-- TASK BRIEF --
Output all the material that follows, exactly as given.

--- START AVAILABLE RECORDS ---

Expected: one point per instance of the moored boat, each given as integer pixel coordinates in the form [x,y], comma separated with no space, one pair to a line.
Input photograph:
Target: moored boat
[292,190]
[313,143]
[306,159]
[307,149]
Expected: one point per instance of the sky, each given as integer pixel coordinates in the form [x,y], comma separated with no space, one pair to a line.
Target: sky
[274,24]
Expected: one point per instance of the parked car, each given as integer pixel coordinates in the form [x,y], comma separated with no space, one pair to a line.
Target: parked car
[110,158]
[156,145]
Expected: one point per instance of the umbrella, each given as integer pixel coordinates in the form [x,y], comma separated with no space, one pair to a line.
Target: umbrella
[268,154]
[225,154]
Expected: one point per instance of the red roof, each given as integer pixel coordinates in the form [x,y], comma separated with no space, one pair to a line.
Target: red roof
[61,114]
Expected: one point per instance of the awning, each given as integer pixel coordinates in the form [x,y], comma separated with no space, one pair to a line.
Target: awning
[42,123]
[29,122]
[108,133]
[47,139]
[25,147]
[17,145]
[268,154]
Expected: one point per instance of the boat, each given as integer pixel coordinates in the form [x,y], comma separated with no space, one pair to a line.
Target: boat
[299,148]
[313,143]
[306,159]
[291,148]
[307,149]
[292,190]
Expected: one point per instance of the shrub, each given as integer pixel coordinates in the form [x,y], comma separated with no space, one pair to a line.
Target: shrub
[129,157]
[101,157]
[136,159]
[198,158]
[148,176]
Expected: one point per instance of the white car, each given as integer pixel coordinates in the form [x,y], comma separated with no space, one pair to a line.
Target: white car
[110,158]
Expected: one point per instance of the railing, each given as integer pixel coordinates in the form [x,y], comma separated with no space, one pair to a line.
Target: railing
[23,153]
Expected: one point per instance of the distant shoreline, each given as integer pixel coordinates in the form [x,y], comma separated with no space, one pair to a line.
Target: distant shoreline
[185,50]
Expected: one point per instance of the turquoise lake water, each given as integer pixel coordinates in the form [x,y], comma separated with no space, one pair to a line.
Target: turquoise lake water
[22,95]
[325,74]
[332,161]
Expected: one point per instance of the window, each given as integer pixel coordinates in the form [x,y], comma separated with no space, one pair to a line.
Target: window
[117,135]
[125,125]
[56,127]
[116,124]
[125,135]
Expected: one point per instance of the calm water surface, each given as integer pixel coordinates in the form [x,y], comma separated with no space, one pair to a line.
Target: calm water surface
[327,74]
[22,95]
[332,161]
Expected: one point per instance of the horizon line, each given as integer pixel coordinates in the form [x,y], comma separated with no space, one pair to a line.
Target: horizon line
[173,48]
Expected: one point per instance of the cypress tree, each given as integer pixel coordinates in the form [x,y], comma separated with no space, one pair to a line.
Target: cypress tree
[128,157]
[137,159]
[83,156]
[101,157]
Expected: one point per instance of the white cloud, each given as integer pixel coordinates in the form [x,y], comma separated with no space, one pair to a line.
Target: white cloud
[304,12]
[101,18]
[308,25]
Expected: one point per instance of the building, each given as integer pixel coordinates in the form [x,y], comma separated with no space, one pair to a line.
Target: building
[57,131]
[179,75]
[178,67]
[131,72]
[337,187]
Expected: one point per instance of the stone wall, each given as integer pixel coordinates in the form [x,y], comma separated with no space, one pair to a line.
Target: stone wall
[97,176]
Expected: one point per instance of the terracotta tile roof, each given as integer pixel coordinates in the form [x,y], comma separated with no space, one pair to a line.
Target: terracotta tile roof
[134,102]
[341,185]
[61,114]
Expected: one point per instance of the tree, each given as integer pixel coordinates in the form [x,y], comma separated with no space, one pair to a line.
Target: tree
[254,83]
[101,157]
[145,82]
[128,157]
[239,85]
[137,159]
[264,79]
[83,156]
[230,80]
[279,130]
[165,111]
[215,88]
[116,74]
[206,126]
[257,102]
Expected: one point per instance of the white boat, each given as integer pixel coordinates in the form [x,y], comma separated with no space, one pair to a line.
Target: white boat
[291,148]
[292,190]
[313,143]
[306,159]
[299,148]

--- END AVAILABLE RECORDS ---

-- EXERCISE ANSWER --
Expected: one point per instance of the moored boat, each given as integer pixel coordinates in the form [x,y], comma separated with no space, one pair to a line.
Input photograph:
Target: moored boat
[292,190]
[313,143]
[306,159]
[307,149]
Expected: one point per instance of the sky, each given as integer pixel coordinates in the form [x,y], comma separated with no space, one pair to a line.
Target: sky
[274,24]
Expected: one point per instance of the parked car, each given as integer pixel coordinates in the form [x,y], comma separated with no space, one pair to a line.
Target: parked car
[110,158]
[156,145]
Expected: one point per instance of the umbrella, each given as integer pixel coordinates in the form [x,y], comma separated with no space, one pair to a line.
Target: umbrella
[268,154]
[225,154]
Expected: one point per instance of the red roof, each given as integer pixel coordinates in the form [x,y], comma separated with no space, one pair to a line.
Target: red roof
[61,114]
Expected: one point per instance of the awning, each given as integer pixel coordinates in the form [x,y], comma separated with no space, one pair to a line.
Target: awning
[42,123]
[29,122]
[108,133]
[47,139]
[25,147]
[17,145]
[268,154]
Expected: one point per instance of the boat, each given as integer pixel coordinates in the form [x,y], comma separated with no space, one pair to a line.
Target: boat
[299,148]
[313,143]
[306,159]
[291,148]
[307,149]
[292,190]
Expected: one point per instance of the shrub, each given as integer pixel coordinates in the form [x,y], comma separated with no space, one pair to a line.
Target: shrub
[129,157]
[101,157]
[136,159]
[198,158]
[148,176]
Expected: one point per instance of the white car, each given as integer pixel coordinates in the form [x,y], comma separated with no space, one pair to a line.
Target: white car
[110,158]
Expected: one point per instance of the railing, each given as integer pixel coordinates in the form [x,y], comma separated with no space, one pair to a line.
Target: railing
[23,153]
Expected: one point per instance of the distant shoreline, each given as integer pixel coordinates in the form [x,y], comma separated with no space, one pair to a line.
Target: distant shoreline
[185,50]
Expected: one point per instance of the turquoise lake water, each given as integer pixel coordinates in the form [x,y], comma separated with no space, one pair to a line.
Target: turquoise lake water
[22,95]
[325,74]
[332,161]
Expected: one point per instance of the window, each given as integer pixel coordinates in the form [x,y], comma separated with no space, one pair to a line.
Target: window
[117,135]
[125,125]
[56,127]
[116,124]
[125,135]
Expected: one point per instance of the calm water surface, each given as integer pixel coordinates in the form [x,y], comma separated with no space, one pair to a line.
Target: calm water surface
[327,74]
[22,95]
[332,161]
Expected: one point per instance of the horizon line, each given as integer pixel coordinates in the form [x,y], comma separated with no space, one pair to a line.
Target: horizon line
[173,48]
Expected: one point per instance of the cypress tree, each given as integer pixel coordinates in the form [x,y], comma separated with no space, one pair to a line.
Target: cypress tree
[128,157]
[137,159]
[83,156]
[101,157]
Expected: one point per instance of the white cloud, each given as integer pixel coordinates in the form [x,y], comma separated with no space, one pair to a line.
Target: white cloud
[304,12]
[101,18]
[308,25]
Expected: one point per instance of the building, each given as integer pixel coordinates in the form [x,y], comma separated with no space, one pair to a line.
Target: building
[57,131]
[179,75]
[178,67]
[131,72]
[337,187]
Expected: one point per instance of the stone wall, each given as integer pixel coordinates in the form [x,y], comma separated with no space, one pair to a line.
Target: stone wall
[97,176]
Expected: one point per instance of the terracotta tile roof, each given as integer pixel coordinates in the form [x,y], comma separated with no space, one pair to a line.
Target: terracotta tile roof
[134,102]
[341,185]
[61,114]
Expected: one point per instance of the tree, each given as integer pixel coordinates in the form [x,y], comma separated with no space, one pair to a line.
Target: tree
[254,83]
[101,157]
[145,82]
[128,157]
[239,85]
[137,159]
[264,79]
[83,156]
[230,80]
[279,130]
[165,111]
[215,88]
[116,74]
[206,126]
[257,102]
Expected: one point per instance of the white boat, each given as integer pixel coordinates in the form [x,y], comma separated with no space, one pair to a line.
Target: white boat
[291,148]
[292,190]
[313,143]
[306,159]
[299,148]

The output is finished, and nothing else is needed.